_EXERCISE 1_
In the essay on adverbs, what is the title of the serial newspaper novel the writer and Kathy Fair wrote?
_EXERCISE 2_
Extract the passage of the essay on adverbs that begins with "But it was only" and ends with "Father said graciously.", including both of those phrases.

_SELECTED EXTRACT_

But it was only last fall, as my wife, Kathy Fair, and I were writing a serial newspaper novel, that I detected something in O'Connor's stories I hadn't noticed before. The guy loved adverbs, which leaped out of my cassette deck in O'Connor's whisky-and-cigarette brogue.

"Half past two to the Curragh," Father said meditatively, putting down the paper.

"I'll look after Larry," Father said graciously.

"Do be quiet, Larry!" she said impatiently. "Don't you hear me talking to Daddy?"

Hmmm. If adverbs were good enough for the much-anthologized Frank O'Connor, a literary critic as well as practitioner, a man described as "perhaps Ireland's most complete man of letters," who were we to sneer at them?

Our serial novel, "The Holly Wreath Man" -- 25 installments each no longer than 750 words — demanded concision. Every word had to count. For the first time, I found myself bucking the company line by arguing in favor of modifiers in passages of dialogue.

We didn't modify every verb, of course. In most cases, "he said" did the job just fine.

And we did our best to avoid what Brown and King in "Self-Editing for Fiction Writers" call "Tom Swifties" — one-liners built around "–ly" adverbs that are named for the archetypal example: "'Hurry up,' Tom said swiftly." Our favorite is, "'Don't worry, the radiation level isn't very high,' Tom said glowingly."

_Data records_
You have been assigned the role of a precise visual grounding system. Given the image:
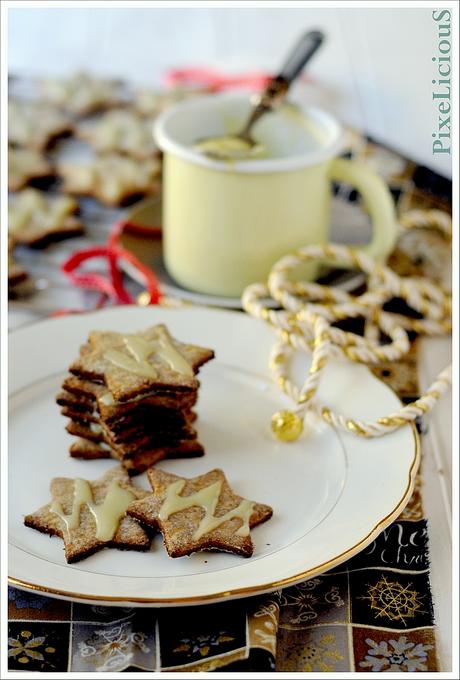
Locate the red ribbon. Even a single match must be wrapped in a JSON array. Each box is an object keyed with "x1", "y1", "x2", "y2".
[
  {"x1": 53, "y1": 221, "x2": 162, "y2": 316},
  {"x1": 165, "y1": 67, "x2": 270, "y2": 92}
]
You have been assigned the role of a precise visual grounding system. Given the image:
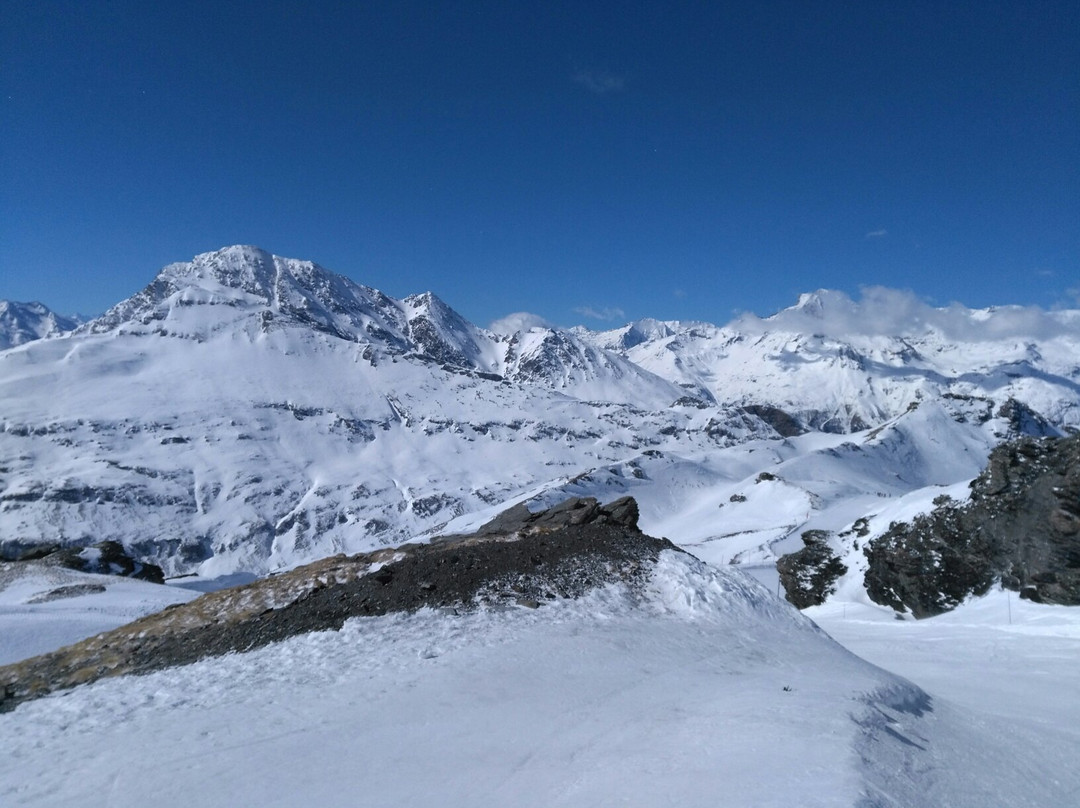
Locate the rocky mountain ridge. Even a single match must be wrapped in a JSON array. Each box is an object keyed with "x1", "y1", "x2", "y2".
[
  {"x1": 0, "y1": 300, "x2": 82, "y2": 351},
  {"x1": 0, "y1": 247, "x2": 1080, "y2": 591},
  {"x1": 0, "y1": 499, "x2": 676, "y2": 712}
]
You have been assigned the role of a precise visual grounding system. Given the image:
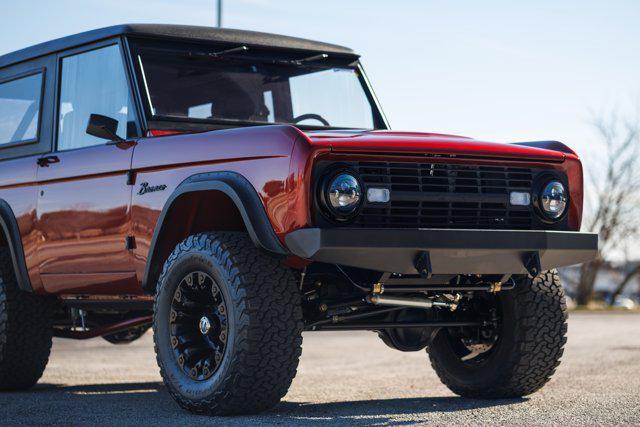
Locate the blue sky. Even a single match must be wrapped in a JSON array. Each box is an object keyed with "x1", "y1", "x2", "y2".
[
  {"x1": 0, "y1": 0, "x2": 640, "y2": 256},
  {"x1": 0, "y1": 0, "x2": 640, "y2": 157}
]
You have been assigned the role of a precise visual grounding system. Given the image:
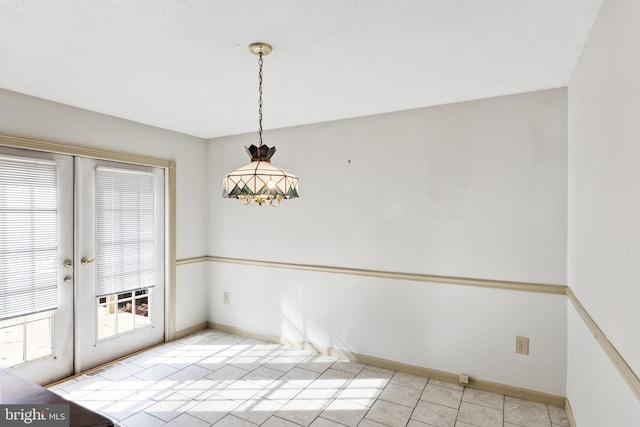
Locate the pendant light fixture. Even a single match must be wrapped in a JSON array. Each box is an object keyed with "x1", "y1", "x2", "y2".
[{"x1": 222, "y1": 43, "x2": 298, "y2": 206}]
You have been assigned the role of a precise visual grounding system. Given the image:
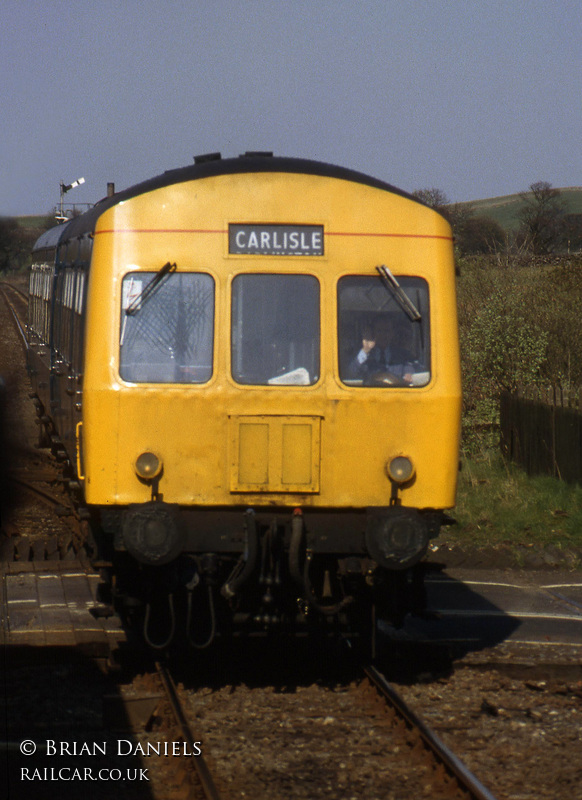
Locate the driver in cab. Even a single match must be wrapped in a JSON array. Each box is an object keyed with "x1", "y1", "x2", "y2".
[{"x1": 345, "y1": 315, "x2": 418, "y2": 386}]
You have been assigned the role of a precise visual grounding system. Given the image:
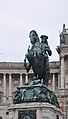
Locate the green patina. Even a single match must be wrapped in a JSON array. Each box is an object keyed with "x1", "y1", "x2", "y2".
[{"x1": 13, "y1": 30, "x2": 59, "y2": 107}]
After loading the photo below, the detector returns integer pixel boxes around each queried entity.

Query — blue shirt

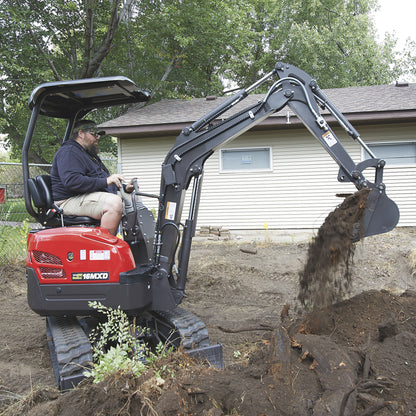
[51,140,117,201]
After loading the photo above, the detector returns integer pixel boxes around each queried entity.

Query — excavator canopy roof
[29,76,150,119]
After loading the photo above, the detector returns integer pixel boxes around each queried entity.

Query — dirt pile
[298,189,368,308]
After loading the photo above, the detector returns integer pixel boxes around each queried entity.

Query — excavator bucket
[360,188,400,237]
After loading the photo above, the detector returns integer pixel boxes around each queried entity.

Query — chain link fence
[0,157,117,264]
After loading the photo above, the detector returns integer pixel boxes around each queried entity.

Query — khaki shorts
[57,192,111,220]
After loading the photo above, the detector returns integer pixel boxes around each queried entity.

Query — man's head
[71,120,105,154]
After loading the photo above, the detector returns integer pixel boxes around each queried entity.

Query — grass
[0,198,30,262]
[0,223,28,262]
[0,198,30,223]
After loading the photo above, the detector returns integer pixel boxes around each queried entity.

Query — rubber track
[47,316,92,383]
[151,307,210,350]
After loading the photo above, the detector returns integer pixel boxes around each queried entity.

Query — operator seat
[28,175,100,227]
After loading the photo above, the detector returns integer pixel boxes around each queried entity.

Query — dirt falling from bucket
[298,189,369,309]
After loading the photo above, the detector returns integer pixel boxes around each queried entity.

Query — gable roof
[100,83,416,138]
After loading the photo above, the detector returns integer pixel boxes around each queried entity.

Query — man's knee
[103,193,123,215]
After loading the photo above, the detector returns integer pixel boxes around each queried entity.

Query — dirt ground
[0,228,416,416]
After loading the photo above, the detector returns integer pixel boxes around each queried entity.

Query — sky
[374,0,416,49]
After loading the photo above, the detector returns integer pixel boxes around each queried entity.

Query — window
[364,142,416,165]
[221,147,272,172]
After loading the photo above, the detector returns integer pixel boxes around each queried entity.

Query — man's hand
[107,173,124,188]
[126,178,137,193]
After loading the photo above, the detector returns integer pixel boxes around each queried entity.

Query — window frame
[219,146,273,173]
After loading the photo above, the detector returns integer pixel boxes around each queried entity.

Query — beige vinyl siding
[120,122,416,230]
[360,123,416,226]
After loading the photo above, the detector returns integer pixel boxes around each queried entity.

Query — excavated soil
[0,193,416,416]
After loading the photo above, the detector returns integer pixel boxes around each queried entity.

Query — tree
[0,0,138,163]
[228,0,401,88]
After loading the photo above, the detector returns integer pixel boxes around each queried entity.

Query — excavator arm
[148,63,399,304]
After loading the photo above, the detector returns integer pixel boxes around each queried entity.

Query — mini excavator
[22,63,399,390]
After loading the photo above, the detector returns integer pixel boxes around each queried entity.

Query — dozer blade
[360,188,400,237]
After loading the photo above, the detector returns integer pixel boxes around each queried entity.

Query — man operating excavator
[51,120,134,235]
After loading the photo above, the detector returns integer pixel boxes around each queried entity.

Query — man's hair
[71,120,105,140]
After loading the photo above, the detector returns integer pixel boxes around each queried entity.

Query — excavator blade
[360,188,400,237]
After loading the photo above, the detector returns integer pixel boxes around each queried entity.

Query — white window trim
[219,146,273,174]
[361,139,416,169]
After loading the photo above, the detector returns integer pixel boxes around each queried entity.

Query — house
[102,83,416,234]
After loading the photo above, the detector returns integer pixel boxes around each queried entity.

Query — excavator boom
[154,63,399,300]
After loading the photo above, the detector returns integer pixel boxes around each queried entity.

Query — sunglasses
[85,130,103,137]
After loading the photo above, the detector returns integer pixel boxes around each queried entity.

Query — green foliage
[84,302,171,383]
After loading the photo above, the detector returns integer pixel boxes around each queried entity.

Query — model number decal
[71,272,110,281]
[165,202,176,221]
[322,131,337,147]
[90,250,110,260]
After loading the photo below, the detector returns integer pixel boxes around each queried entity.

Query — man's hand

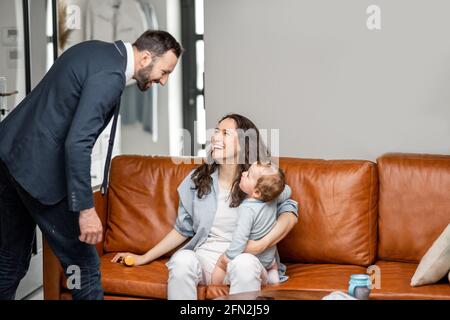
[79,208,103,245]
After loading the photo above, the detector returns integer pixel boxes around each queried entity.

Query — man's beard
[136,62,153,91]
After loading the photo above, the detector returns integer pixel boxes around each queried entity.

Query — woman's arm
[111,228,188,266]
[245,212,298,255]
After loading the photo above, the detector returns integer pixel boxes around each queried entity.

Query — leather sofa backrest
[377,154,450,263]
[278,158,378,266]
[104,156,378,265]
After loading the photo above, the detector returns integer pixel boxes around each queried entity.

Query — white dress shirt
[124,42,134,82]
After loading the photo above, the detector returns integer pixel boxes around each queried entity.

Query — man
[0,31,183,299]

_FINAL RESULT 1_
"The Holly Wreath Man"

_FINAL RESULT 2_
But it was only last fall, as my wife, Kathy Fair, and I were writing a serial newspaper novel, that I detected something in O'Connor's stories I hadn't noticed before. The guy loved adverbs, which leaped out of my cassette deck in O'Connor's whisky-and-cigarette brogue.

"Half past two to the Curragh," Father said meditatively, putting down the paper.

"I'll look after Larry," Father said graciously.